JOB
Please give the file-system talk again, starting at the words "Starting point is 00:28:00" and stopping after "of the file.", and switch "range queries" to "range scans".

EXCERPTED TEXT
%%

Starting point is 00:27:00 should also be able to get sequential writes at disk bandwidth, and we don't. But this is mainly a problem that the BD epsilon tree that we use in BetterFS logs everything before it puts it in the tree. So everything gets written twice. And so right off the bat, we're at half disk bandwidth. And so this also is not quite a fair comparison because we're doing full data journaling here, and all these file systems are doing metadata-only journaling.. Later in this talk I'll tell you how we fixed this and we got sequential writes at disk bandwidth with full data journaling. Here's the recursive directory traversal performance benchmark. You might kind of be surprised

Starting point is 00:27:41 how much performance there is on the table for recursive directory scans. This is doing a find and this is doing a grep in Linux source code. And this is time so lower is better. Here's better fs versus everyone else, better fs versus everyone else. We're somewhere in the ballpark of three to eight times faster

Starting point is 00:28:00 than the other file systems at this benchmark. And so this is showing that by having a schema that translates recursive directory traversals into range queries, we can get a lot of performance. OK, now for the bad news. This is the time to delete a file. And the x-axis is the size of the file.

%%

ROWS
%%

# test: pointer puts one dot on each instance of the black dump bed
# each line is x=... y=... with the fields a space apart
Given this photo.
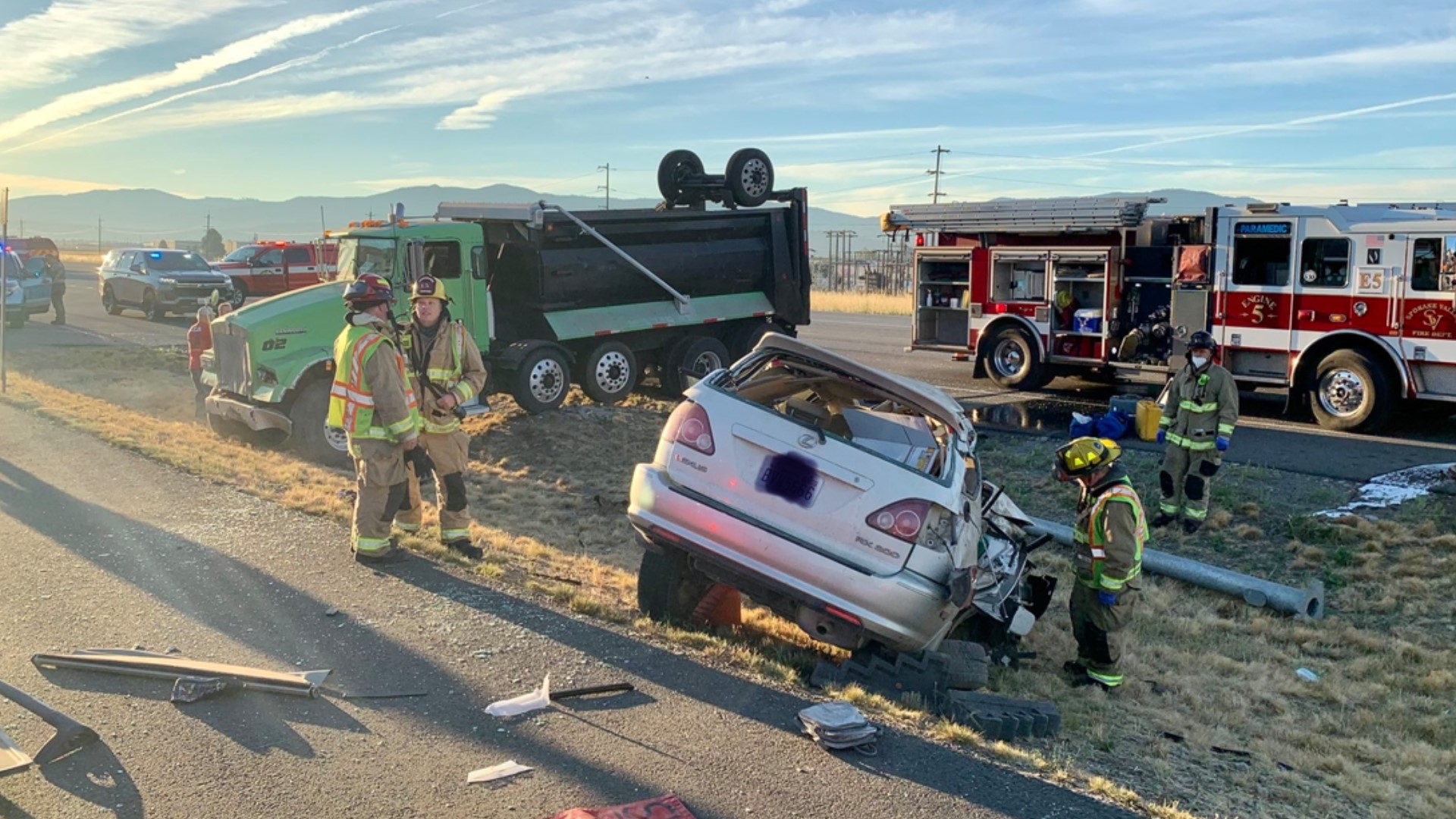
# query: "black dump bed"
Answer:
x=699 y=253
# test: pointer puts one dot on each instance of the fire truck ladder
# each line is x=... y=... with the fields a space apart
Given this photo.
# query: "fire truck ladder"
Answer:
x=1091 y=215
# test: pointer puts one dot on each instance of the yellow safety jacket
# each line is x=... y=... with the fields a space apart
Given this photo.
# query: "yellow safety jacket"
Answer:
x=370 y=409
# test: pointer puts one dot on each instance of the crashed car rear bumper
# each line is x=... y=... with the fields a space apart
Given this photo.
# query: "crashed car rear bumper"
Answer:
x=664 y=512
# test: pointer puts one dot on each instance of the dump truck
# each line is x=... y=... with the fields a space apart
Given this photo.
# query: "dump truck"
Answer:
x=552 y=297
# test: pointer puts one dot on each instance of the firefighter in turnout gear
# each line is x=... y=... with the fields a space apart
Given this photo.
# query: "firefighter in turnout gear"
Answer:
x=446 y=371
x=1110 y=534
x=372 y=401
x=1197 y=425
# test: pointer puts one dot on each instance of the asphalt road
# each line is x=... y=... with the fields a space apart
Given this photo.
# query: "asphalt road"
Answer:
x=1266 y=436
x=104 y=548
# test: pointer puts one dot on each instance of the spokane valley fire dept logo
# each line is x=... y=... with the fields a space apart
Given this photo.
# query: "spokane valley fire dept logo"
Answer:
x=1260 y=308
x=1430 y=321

%%

WRITTEN RESPONSE
Starting point is 00:28:00 than the other file systems at this benchmark. And so this is showing that by having a schema that translates recursive directory traversals into range scans, we can get a lot of performance. OK, now for the bad news. This is the time to delete a file. And the x-axis is the size of the file.